- What is needed -
Set down the data below without change, skipping the pictures it holds.

■ ■ ■ ■

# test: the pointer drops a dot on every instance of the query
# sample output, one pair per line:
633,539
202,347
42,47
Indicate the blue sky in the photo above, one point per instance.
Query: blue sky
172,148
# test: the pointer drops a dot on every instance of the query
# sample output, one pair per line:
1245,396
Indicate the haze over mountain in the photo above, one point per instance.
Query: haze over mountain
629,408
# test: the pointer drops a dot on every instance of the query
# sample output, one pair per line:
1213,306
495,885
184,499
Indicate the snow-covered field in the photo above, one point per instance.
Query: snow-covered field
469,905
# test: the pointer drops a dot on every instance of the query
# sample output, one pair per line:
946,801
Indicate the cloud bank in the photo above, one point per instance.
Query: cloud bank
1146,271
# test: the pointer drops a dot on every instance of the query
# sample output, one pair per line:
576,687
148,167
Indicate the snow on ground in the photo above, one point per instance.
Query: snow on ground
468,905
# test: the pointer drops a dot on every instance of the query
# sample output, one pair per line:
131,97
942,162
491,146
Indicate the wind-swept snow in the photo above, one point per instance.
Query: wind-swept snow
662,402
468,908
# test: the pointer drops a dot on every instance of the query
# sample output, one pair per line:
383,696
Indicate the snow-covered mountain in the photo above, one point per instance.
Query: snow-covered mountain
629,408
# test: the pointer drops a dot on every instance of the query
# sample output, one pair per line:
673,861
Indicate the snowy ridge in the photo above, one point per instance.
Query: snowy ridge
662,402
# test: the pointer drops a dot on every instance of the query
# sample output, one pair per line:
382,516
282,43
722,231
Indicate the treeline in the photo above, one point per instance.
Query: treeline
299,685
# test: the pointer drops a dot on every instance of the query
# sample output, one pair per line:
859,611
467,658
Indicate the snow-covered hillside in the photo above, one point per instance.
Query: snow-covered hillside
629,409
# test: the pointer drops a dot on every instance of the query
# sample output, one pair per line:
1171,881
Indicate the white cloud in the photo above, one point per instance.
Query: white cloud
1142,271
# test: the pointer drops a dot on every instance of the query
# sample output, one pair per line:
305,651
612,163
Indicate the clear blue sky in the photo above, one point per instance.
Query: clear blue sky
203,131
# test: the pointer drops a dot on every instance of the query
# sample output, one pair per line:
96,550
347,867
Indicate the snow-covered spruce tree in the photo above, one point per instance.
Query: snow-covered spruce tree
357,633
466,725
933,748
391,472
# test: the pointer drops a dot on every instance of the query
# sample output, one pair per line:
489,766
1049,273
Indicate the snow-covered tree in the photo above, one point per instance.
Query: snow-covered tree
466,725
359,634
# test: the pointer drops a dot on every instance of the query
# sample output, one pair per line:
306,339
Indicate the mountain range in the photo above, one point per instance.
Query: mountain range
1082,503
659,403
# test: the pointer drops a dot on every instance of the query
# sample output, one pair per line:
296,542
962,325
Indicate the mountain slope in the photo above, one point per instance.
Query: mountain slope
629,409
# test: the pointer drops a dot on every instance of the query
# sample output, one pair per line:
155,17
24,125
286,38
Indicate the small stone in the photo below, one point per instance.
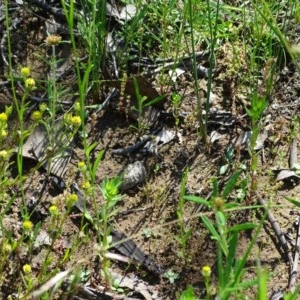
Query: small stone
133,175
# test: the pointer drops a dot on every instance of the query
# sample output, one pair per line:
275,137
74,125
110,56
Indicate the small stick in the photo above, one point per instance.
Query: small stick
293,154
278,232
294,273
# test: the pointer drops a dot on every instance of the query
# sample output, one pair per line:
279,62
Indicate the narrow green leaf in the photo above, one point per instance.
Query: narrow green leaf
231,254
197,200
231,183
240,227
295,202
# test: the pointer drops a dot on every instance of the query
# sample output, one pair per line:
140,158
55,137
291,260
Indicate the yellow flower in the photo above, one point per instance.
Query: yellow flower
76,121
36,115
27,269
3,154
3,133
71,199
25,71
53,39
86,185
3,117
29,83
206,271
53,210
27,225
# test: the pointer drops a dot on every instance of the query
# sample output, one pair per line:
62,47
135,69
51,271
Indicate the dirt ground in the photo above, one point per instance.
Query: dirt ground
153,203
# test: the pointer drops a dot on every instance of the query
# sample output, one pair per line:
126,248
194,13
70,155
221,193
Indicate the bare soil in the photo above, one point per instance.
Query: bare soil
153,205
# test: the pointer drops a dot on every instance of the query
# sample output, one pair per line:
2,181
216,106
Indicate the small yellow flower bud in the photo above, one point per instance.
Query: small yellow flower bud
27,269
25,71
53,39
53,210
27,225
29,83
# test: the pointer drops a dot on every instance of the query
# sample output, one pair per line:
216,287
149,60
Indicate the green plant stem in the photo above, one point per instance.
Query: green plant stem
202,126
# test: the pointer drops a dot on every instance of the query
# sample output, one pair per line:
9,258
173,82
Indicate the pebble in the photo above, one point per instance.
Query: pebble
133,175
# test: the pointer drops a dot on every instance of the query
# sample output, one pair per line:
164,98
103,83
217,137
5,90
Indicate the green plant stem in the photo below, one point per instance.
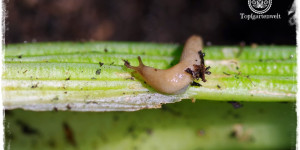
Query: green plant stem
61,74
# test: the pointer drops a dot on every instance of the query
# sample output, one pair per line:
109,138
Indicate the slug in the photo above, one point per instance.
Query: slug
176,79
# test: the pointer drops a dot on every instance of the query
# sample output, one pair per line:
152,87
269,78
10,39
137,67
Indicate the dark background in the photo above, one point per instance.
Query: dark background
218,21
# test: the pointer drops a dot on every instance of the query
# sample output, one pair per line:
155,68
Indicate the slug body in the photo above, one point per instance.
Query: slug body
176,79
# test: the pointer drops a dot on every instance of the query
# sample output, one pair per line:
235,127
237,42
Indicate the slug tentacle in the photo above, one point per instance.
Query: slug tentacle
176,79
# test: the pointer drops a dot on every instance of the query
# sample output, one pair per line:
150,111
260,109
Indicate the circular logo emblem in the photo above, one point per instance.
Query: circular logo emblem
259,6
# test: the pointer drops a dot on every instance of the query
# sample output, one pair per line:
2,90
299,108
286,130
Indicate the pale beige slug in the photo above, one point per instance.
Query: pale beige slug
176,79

■ ■ ■ ■

- Finished exercise -
# test: the pointer drops a dot on every instance of the query
# sample output, one pair per line:
633,539
202,347
42,47
Indicate the blue sky in the photo above, one point per instance.
Query: blue sky
172,148
# test: the pointer drops a dot on every instance of the query
# sample output, one pair per line:
1245,396
Indicate the haze over mountain in the photo above, one point per instance.
Query: haze over mountain
629,408
# test: the pointer drops a dot on every instance of the query
# sample output, one pair per line:
1213,306
495,885
184,499
Indicate the snow-covered field in the photo above, one point per instance.
Query: snow-covered field
469,905
# test: the pointer drops a dot on every instance of the query
# sample output, one pair per line:
946,801
Indicate the cloud bank in the photo above, one point per instance.
Query: cloud bank
1146,271
# test: the pointer drops a dot on every instance of the query
# sample output, one pair per line:
576,687
148,167
Indicate the snow on ground in the photo above, one point per instance.
Query: snow on ground
468,905
# test: the pointer drops a dot on every instance of the query
# sample output, one pair per line:
131,97
942,162
491,146
Indicate the wind-swept snow in the photo above, one point per instance.
Query: wind-swept snow
662,402
468,908
# test: the pointer drops a dot on every instance of the query
# sample output, one pair per line:
383,696
Indicate the snow-covered mountain in the photo above, one point per instance.
Query: snow-covered mountain
629,408
# test: the pointer drops a dot on every instance of the query
# sample output, one pair per line:
673,861
Indicate the snowy ridge in the photo above, one point per instance.
Query: snowy ridge
662,402
# test: the pointer drops a dot on every instance of the query
# sample output, one pair per line:
382,516
282,43
722,231
Indicate the treeline in the photo above, one point per instance.
Query: treeline
299,685
# test: the pointer drops a dot on every instance of the query
# sample output, one pair per line:
859,611
467,658
Indicate the snow-covered hillside in the photo above, one point per instance.
Query: snow-covered hillside
629,409
# test: the pointer drops a dot on every instance of the query
# sample output, one pair per line:
1171,881
Indicate the white cloud in the photo above, one point per instance.
Query: white cloud
1142,271
# test: the pointer drops a dot on every instance of the query
# sample output, one pair per line:
305,651
612,163
Indicate the clear blue sky in the photo above, one point per instance.
Query: clear blue sky
203,131
# test: the pointer drops a dot on every instance of the query
# sample output, one pair per line:
96,550
347,867
Indicate the snow-covered spruce tree in the photo above, one point per instance.
Query: snow-covered spruce tree
357,633
466,725
933,748
391,472
# test: the pointer drops a dot on every instance of the query
# sample output, one pair per line:
489,766
1049,273
Indicate the snow-covered tree in the photo above, one point per instance.
Query: snow-covered tree
466,725
359,634
# test: the pointer drops a dot on every instance of the query
# sample output, one pair per line:
306,339
Indicate the mountain range in the photo above, one point per instance.
Query: mountain range
1082,503
659,403
# test: the pointer drops a dot on every instance of the query
# sample output, one pair per line:
296,542
962,325
Indicate the mountain slope in the photo above, one point per instance.
Query: mountain slope
629,409
# test: the pointer drops a dot on every instance of the query
# sample output, one pair per line:
155,17
24,125
286,38
Indicate the small stone in the photo below, one point per instance.
Query: small stone
133,175
# test: the pointer drops a dot on every instance of the query
# sample output, one pair per line:
275,137
74,125
110,56
Indicate the small stick in the photo above, one point per instance.
Query: small stick
293,154
278,232
294,273
# test: the pointer drops a dot on every instance of the query
# sample output, one pair per line:
279,62
Indicate the narrow green leaf in the photo above, one point per instance.
Query: narrow green leaf
231,254
197,200
231,183
240,227
295,202
# test: the pointer drops a dot on every instance of the query
# sample output, one pair per line:
140,158
55,137
291,260
Indicate the yellow flower in the photo above, one point per instance.
Query: yellow flower
76,121
36,115
27,269
3,154
3,133
71,199
25,71
53,39
86,185
3,117
29,83
206,271
53,210
27,225
# test: the pointer drops a dot on every instance of the query
# sample output, one pair per line:
62,47
135,69
51,271
Indicate the dirt ground in the photo above, one point per instance.
Query: dirt ground
153,203
# test: the pointer drops a dot on every instance of the query
# sample output, one pair per line:
126,248
194,13
70,155
221,193
Indicate the bare soil in the photo above, one point per instance.
Query: bare soil
153,205
# test: the pointer drops a dot on every instance of the query
# sample output, one pair per line:
2,181
216,106
Indicate the small yellow flower bud in the photo above, one point per instance.
Query: small yellow flower bud
27,269
25,71
53,39
53,210
27,225
29,83
# test: the pointer drops a dot on every instance of the query
# sample output, one pair per line:
216,287
149,60
Indicate the green plant stem in the photo above, one point per instance.
Query: green plant stem
202,126
# test: the pointer drops a dot on every instance of the query
# sample output, one pair per line:
9,258
173,82
Indicate the pebble in the photo above, one point per instance.
Query: pebble
133,175
# test: the pointer drops a dot on every instance of the query
# sample output, one pair per line:
164,98
103,83
217,137
5,90
Indicate the green plant stem in the photo below, one point per instance.
Query: green plant stem
61,74
# test: the pointer drops a dot on every instance of the query
# sample output, one pair per line:
109,138
Indicate the slug in the photo above, one point per instance.
Query: slug
176,79
# test: the pointer drops a dot on every instance of the query
# sample output, one pair per line:
152,87
269,78
10,39
137,67
Indicate the dark background in the photo above, one point per instance.
Query: dark background
218,21
# test: the pointer drops a dot on every instance of the query
# sample output, one pair per line:
155,68
Indicate the slug body in the photo above, one point per instance.
Query: slug body
176,79
# test: the pointer drops a dot on every instance of the query
# sample output, one pair per line:
235,127
237,42
Indicate the slug tentacle in the photo above, one point per instance.
Query: slug tentacle
176,79
# test: the pointer drops a dot on every instance of the query
# sample output, one pair per line:
150,111
260,109
Indicate the circular logo emblem in the photo above, one point per instance.
Query: circular logo emblem
259,6
# test: the pointer drops a dot on every instance of the query
# sample output, one pair per line:
2,90
299,108
286,130
Indicate the pale beige slug in the photo above, one point per instance.
Query: pale beige slug
176,79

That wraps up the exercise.